Rewrite the listing from the line with "the woman with" through the end of the listing, scaling each answer coordinate by 2.25 and rounding to the nearest whole number, with halves rounded up. Copy every other line and number unchanged.

══════

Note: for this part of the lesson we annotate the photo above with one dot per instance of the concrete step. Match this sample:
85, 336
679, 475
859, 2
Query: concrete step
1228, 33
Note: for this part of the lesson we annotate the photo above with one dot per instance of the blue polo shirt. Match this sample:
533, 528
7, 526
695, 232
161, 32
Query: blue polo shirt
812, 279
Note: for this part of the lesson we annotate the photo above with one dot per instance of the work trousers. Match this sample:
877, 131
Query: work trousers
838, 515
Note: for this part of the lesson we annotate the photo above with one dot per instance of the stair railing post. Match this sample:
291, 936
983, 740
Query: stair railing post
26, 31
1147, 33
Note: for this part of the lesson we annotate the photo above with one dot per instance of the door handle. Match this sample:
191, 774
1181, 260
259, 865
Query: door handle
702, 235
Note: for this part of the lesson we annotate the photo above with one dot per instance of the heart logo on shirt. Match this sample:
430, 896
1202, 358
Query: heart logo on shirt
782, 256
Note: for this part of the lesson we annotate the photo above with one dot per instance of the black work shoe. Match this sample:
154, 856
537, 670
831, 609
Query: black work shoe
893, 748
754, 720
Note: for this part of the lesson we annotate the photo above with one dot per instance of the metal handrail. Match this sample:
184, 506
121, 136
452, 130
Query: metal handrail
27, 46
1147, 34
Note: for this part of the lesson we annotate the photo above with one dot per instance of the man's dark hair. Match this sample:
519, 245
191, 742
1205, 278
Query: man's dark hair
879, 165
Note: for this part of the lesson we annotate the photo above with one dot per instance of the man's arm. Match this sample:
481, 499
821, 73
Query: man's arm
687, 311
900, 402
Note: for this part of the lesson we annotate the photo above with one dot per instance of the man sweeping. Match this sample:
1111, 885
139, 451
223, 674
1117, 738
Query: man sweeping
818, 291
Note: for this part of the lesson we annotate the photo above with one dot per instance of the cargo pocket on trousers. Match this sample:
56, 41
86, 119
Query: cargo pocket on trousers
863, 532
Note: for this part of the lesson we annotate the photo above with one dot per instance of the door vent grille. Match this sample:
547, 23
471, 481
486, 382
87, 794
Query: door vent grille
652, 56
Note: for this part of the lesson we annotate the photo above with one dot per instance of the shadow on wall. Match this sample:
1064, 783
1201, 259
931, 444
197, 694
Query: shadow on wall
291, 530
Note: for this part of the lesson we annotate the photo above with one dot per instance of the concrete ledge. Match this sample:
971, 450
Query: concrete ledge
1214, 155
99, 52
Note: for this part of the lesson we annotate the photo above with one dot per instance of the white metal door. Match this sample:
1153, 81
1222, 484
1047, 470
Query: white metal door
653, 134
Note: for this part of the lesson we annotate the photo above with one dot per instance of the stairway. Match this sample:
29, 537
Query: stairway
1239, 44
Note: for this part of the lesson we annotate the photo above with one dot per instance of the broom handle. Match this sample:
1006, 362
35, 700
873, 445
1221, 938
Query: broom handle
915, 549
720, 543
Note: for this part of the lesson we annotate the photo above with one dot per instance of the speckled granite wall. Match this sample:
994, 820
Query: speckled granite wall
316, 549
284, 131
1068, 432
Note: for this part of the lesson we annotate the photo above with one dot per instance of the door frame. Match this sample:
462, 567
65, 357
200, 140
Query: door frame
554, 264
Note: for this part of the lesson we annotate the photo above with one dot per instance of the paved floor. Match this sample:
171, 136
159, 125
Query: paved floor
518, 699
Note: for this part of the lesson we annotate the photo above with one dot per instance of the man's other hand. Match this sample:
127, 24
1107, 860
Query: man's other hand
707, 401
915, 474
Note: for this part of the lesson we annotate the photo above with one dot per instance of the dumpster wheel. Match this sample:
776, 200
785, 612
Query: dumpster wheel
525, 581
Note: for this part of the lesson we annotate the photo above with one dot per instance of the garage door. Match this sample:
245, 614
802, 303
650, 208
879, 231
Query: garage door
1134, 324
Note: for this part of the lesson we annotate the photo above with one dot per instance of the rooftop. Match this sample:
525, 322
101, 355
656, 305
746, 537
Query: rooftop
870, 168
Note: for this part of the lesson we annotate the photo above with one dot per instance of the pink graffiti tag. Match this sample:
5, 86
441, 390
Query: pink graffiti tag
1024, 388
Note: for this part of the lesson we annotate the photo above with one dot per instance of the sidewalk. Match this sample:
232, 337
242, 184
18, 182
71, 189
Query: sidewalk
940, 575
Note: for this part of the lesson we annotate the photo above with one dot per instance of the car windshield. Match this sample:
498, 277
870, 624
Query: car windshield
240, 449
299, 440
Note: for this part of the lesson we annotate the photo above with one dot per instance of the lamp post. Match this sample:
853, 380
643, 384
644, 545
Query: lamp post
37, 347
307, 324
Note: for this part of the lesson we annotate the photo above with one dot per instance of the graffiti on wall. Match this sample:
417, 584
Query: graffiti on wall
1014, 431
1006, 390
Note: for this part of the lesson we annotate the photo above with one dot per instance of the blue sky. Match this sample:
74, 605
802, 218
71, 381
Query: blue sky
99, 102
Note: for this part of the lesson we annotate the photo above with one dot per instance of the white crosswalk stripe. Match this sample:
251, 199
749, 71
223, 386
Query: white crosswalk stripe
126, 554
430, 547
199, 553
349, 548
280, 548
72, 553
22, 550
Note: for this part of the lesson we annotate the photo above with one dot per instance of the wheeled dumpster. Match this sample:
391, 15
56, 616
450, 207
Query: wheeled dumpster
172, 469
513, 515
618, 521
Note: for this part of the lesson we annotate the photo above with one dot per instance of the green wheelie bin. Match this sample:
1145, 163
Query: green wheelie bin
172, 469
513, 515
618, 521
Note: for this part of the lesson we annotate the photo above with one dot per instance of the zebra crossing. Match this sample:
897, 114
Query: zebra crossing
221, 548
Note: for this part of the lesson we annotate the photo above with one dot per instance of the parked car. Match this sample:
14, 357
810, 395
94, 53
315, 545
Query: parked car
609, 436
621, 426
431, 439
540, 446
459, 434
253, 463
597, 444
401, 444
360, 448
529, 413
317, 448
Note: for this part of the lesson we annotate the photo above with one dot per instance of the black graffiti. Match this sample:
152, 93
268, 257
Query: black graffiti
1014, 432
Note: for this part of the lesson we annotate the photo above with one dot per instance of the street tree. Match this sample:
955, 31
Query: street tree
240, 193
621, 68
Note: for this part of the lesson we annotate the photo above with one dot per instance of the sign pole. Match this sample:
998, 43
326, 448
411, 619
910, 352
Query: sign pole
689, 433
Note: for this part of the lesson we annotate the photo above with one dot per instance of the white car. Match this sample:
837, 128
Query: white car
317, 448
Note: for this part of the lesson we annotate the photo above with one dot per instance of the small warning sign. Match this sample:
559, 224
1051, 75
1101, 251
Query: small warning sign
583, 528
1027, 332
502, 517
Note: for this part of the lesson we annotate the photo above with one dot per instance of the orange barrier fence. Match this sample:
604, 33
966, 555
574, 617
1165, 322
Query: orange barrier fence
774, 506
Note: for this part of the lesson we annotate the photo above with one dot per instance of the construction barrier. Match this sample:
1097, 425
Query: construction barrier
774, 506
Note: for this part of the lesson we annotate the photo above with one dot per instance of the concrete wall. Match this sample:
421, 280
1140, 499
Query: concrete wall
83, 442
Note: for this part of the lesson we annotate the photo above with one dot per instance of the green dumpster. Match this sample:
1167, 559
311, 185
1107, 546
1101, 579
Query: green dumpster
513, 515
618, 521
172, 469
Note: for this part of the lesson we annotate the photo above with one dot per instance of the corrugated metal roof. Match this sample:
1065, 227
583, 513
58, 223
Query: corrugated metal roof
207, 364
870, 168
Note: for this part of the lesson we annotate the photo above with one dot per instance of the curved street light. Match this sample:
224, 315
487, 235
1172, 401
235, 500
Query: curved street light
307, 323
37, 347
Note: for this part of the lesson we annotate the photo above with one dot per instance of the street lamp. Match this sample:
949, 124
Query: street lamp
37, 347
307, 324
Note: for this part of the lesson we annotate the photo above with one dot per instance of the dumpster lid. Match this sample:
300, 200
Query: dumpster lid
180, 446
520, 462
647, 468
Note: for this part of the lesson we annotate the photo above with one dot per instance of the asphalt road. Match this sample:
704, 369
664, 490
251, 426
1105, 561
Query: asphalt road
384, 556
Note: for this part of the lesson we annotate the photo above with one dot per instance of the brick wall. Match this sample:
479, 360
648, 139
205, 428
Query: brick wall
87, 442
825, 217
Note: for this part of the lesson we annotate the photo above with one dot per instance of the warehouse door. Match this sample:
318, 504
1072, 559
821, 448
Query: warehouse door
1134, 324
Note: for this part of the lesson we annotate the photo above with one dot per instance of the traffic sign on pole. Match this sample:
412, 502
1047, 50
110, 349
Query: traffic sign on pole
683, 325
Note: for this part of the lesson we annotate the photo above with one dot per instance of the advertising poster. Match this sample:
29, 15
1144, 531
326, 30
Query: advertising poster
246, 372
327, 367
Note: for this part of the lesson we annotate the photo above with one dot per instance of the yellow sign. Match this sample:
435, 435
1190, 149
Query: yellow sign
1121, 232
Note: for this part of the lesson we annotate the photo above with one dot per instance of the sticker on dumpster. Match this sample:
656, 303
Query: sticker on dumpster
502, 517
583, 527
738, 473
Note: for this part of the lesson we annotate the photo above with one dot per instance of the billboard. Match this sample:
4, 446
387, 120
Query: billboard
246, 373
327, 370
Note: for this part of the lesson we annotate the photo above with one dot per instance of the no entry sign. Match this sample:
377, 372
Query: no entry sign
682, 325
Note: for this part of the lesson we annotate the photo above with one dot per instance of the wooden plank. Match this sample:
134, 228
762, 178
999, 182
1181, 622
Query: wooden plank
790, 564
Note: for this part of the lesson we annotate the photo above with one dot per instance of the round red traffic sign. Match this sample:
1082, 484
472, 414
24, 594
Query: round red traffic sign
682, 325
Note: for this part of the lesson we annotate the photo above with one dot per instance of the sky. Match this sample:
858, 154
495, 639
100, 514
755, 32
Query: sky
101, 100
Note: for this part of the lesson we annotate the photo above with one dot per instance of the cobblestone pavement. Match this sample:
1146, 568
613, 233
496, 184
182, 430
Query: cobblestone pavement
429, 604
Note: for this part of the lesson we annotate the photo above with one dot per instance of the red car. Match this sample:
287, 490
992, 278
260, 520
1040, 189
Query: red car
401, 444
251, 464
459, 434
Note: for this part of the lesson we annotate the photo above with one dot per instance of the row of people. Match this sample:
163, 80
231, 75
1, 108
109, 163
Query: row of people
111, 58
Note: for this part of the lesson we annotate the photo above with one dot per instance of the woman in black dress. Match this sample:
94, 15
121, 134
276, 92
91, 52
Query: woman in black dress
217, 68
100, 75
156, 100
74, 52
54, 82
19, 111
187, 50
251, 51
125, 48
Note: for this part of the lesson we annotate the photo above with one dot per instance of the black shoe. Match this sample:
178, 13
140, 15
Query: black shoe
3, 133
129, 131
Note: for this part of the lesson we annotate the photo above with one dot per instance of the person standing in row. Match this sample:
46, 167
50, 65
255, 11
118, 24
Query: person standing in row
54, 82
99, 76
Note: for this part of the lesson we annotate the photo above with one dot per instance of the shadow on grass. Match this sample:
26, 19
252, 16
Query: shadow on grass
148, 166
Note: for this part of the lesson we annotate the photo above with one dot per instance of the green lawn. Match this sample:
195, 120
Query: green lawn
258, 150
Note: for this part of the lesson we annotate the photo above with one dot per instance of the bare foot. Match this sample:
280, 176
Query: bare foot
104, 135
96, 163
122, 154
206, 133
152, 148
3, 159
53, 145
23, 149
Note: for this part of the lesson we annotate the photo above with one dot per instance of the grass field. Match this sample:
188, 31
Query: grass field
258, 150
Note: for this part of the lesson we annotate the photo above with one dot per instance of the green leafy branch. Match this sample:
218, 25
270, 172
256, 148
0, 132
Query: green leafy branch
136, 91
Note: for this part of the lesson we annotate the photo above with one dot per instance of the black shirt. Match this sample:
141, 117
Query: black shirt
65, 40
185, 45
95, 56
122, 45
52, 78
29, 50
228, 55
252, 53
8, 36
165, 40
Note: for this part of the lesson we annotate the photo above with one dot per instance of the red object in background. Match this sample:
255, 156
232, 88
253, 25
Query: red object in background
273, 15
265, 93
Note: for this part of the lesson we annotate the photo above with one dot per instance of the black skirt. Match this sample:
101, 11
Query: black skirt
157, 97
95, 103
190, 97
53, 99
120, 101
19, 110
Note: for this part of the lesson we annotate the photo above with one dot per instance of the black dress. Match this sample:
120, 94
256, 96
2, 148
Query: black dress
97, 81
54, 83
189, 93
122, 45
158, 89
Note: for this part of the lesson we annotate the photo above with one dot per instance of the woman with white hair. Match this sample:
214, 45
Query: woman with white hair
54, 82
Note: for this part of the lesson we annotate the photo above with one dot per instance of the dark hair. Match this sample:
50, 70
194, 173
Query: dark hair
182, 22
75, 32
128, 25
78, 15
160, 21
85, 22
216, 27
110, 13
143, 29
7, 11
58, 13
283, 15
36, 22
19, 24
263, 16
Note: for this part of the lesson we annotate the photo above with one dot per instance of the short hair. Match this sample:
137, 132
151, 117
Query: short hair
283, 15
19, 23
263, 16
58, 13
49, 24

══════

Full answer:
Note: for this part of the lesson we annotate the photo above with one dot per instance of the woman with white hair. Match this sample:
214, 45
Query: woman with white hair
122, 185
Note: for this part of the lesson we annotate the photo above with one dot per instance of the dark hair. Match this sample:
50, 70
194, 173
Query: dark hair
410, 50
169, 72
288, 56
176, 34
360, 47
191, 50
486, 61
248, 29
322, 65
16, 25
131, 29
637, 34
81, 50
43, 54
592, 36
Note: for this part of the lesson we annotate the photo above with one dot per instance of the short hair. Match this sample:
137, 132
151, 117
Query: short hair
637, 34
43, 52
592, 36
131, 29
110, 54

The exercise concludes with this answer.